EXERCISE INPUTS
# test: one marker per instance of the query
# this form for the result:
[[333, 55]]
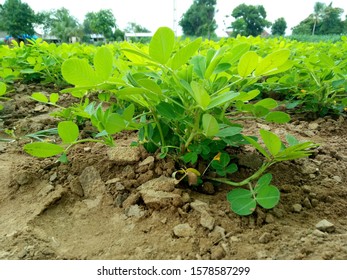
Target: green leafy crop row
[[186, 100]]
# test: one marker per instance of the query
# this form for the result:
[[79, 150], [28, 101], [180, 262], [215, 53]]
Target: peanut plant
[[184, 100]]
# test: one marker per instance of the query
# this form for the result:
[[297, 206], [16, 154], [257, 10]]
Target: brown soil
[[121, 203]]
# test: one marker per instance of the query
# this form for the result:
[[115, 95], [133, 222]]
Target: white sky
[[155, 13]]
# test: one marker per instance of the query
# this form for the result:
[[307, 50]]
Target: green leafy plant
[[184, 99], [2, 93], [243, 201], [68, 132]]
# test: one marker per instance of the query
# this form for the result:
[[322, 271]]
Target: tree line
[[17, 18], [251, 20]]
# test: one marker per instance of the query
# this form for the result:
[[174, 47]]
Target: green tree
[[17, 18], [199, 20], [318, 13], [331, 22], [133, 27], [102, 22], [303, 28], [61, 24], [250, 20], [279, 27], [324, 20]]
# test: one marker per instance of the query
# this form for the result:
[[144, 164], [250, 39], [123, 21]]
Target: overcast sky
[[155, 13]]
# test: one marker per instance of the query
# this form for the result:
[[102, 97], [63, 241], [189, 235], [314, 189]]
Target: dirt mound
[[121, 203]]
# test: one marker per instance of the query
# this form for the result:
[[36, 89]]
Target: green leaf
[[38, 96], [247, 96], [161, 45], [214, 62], [221, 67], [68, 131], [241, 202], [291, 140], [248, 62], [272, 62], [268, 196], [191, 157], [78, 72], [272, 141], [129, 112], [223, 98], [114, 124], [229, 131], [2, 88], [268, 103], [264, 180], [277, 117], [150, 85], [200, 95], [236, 52], [296, 151], [199, 63], [232, 168], [210, 125], [256, 145], [103, 63], [43, 149], [53, 98], [182, 55]]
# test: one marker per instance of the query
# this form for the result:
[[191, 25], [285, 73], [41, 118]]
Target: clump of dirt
[[122, 203]]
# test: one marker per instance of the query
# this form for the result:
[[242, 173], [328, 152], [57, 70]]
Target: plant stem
[[256, 175], [195, 130], [155, 117]]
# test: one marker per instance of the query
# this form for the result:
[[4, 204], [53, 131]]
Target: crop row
[[183, 98]]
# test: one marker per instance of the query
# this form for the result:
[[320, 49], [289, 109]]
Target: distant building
[[94, 38]]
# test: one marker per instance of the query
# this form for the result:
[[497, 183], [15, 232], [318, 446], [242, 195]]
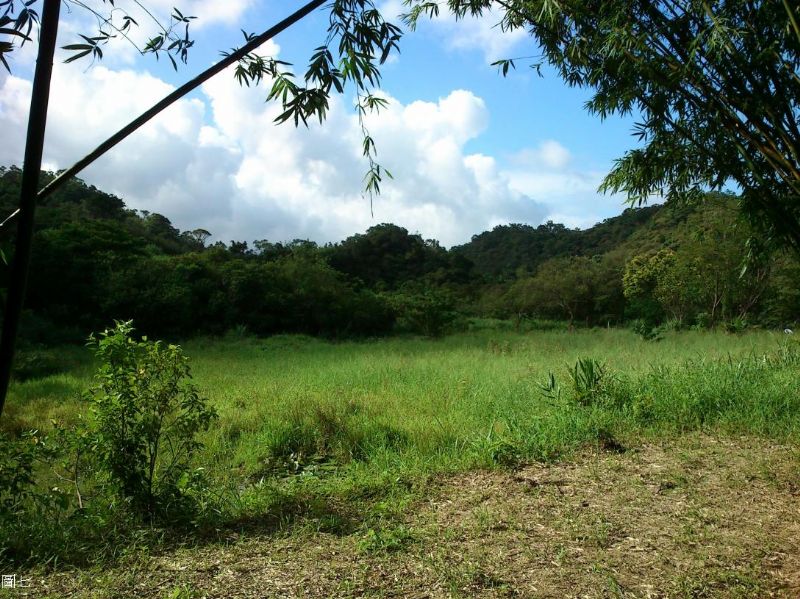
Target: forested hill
[[508, 250], [95, 260]]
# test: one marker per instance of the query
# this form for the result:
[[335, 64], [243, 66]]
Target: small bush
[[646, 329], [144, 418]]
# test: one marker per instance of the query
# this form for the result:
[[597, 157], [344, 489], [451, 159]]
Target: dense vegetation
[[340, 437], [96, 260]]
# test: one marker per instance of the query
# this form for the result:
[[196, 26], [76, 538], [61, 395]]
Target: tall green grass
[[306, 424]]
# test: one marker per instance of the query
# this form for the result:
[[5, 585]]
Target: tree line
[[95, 260]]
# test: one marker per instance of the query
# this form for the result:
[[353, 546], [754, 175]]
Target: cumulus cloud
[[218, 161]]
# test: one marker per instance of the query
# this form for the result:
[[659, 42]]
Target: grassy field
[[353, 439]]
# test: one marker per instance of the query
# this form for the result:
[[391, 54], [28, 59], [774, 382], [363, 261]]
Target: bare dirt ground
[[700, 516]]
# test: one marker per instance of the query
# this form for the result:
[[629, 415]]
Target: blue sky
[[469, 149]]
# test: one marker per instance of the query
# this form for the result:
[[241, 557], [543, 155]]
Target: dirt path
[[698, 517]]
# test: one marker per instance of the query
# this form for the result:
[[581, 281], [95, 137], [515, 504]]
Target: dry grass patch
[[699, 516]]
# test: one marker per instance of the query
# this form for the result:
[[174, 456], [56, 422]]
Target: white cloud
[[219, 162]]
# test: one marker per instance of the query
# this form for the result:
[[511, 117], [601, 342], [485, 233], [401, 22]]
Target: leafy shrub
[[17, 459], [646, 329], [144, 418], [736, 325], [425, 311], [702, 321]]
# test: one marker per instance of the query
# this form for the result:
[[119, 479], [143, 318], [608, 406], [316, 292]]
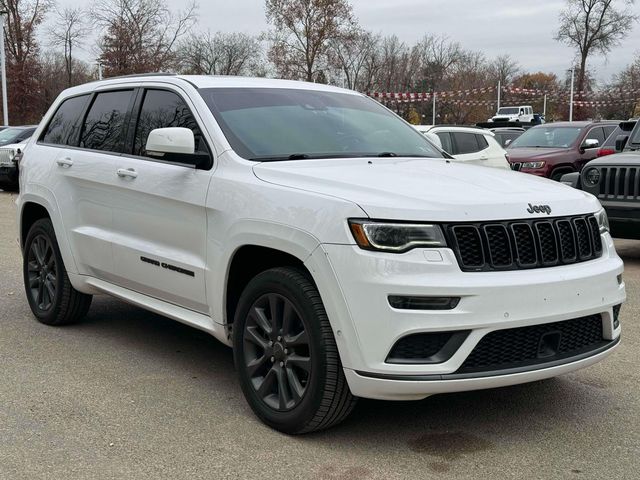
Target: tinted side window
[[482, 142], [65, 124], [609, 130], [465, 142], [104, 127], [597, 134], [445, 139], [161, 109]]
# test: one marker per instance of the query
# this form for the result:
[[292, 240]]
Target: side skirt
[[182, 315]]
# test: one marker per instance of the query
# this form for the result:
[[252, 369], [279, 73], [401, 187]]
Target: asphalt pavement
[[128, 394]]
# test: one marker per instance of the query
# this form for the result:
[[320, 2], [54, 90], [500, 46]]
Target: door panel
[[84, 195], [159, 219], [159, 231]]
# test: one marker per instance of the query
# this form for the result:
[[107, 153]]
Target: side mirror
[[170, 140], [588, 144], [571, 179], [174, 144], [621, 142]]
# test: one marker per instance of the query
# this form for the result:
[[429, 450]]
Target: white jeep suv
[[322, 237]]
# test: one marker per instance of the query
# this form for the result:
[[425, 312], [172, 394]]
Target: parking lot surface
[[130, 394]]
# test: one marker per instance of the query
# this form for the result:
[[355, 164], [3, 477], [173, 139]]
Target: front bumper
[[406, 388], [489, 301]]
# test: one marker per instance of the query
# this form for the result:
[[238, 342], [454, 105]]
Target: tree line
[[312, 40]]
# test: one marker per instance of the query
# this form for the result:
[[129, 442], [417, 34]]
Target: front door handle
[[64, 162], [127, 173]]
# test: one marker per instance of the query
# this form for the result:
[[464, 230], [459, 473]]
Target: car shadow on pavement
[[444, 426]]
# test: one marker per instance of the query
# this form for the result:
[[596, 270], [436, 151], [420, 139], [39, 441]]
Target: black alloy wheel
[[52, 298], [277, 352], [286, 355]]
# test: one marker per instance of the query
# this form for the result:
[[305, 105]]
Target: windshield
[[265, 124], [547, 137], [9, 135]]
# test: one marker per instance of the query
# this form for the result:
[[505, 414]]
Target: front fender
[[41, 195], [259, 233]]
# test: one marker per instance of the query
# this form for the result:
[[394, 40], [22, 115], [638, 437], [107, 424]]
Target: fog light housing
[[616, 316], [423, 303]]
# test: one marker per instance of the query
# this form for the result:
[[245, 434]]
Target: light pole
[[3, 58], [573, 69]]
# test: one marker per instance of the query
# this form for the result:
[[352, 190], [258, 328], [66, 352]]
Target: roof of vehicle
[[211, 81], [458, 128], [507, 129], [580, 124]]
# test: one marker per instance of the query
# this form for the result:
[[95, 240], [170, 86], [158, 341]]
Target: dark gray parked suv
[[615, 180]]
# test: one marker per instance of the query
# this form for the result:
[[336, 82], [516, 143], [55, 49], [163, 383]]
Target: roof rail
[[149, 74]]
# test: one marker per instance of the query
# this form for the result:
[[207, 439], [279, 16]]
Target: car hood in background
[[527, 154], [428, 189]]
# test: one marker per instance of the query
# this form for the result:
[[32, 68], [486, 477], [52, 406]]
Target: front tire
[[52, 298], [286, 356]]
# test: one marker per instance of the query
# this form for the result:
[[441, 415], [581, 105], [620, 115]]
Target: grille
[[525, 243], [425, 347], [619, 183], [519, 347]]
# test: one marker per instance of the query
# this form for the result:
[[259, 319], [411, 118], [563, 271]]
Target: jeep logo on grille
[[539, 209]]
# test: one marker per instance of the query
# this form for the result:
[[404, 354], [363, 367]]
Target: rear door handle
[[64, 162], [127, 173]]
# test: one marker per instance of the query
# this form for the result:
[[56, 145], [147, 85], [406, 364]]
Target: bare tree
[[594, 26], [69, 30], [221, 54], [302, 32], [140, 35], [504, 69], [355, 54], [23, 66]]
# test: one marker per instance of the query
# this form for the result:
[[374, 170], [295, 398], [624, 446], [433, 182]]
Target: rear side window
[[445, 139], [65, 124], [161, 109], [465, 142], [104, 127]]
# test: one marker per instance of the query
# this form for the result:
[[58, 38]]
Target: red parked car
[[554, 149]]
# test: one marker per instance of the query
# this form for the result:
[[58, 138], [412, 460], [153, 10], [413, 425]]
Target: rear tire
[[286, 356], [52, 298]]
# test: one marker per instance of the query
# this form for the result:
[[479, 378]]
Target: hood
[[526, 154], [428, 189], [622, 159]]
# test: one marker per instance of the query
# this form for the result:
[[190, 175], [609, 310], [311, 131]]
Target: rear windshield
[[272, 124], [547, 137]]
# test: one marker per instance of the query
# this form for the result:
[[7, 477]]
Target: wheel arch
[[32, 207]]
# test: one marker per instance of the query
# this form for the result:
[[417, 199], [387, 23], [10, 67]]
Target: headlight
[[592, 177], [532, 164], [396, 237], [603, 220]]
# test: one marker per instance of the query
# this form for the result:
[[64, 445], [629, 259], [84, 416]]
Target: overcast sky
[[523, 30]]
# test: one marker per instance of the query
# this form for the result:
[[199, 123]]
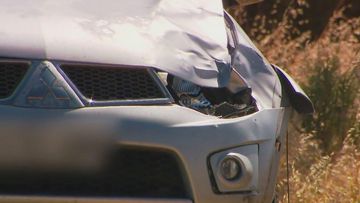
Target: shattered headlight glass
[[232, 101]]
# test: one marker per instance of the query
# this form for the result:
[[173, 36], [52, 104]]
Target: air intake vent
[[108, 83], [131, 173], [11, 74]]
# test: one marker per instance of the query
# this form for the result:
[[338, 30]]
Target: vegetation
[[318, 43]]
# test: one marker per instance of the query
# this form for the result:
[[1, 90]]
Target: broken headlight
[[232, 101]]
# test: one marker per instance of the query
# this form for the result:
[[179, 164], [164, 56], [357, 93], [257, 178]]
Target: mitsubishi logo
[[46, 88]]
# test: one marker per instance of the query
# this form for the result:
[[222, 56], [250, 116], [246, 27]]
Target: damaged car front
[[144, 101]]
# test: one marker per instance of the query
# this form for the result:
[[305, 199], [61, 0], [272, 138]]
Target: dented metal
[[222, 96]]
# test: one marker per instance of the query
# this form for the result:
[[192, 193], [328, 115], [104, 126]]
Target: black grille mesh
[[131, 173], [105, 83], [11, 74]]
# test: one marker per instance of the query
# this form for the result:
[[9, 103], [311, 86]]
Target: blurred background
[[318, 43]]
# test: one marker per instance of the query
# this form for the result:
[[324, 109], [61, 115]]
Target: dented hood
[[184, 38]]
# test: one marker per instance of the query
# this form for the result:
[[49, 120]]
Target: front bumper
[[192, 136]]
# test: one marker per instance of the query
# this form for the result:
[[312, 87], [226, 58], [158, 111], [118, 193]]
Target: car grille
[[131, 173], [101, 83], [11, 74]]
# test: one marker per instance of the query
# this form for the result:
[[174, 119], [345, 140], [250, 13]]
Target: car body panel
[[154, 33], [188, 133]]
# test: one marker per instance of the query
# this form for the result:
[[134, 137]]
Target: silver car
[[137, 101]]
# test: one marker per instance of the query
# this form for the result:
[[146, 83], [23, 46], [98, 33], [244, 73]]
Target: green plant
[[333, 94]]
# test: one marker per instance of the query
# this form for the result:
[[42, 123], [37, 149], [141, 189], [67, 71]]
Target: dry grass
[[318, 174]]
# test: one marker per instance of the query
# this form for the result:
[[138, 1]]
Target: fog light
[[230, 168]]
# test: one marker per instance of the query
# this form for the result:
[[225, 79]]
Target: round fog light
[[230, 168]]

INSTRUCTIONS TO FOLLOW
Please print the listing above from its start through the line containing "[[17, 18], [251, 20]]", keeping both ends, and leave the pictures out of the answer.

COMPLETE OUTPUT
# test: one marker per instance of the query
# this form for the result:
[[333, 55]]
Target: green leafy crop row
[[186, 100]]
# test: one marker per instance of the query
# this form for the result:
[[79, 150], [28, 101], [180, 262], [215, 53]]
Target: peanut plant
[[184, 100]]
# test: one marker per instance of the query
# this form for the result:
[[297, 206], [16, 154], [257, 10]]
Target: brown soil
[[121, 203]]
# test: one marker per instance of the query
# this form for the result:
[[115, 95], [133, 222]]
Target: white sky
[[155, 13]]
# test: one marker per instance of the query
# this form for the result:
[[307, 50]]
Target: green leafy plant
[[184, 99], [2, 93], [243, 201], [68, 132]]
# test: one marker per instance of the query
# this form for the result:
[[322, 271]]
Target: tree line
[[17, 18], [251, 20]]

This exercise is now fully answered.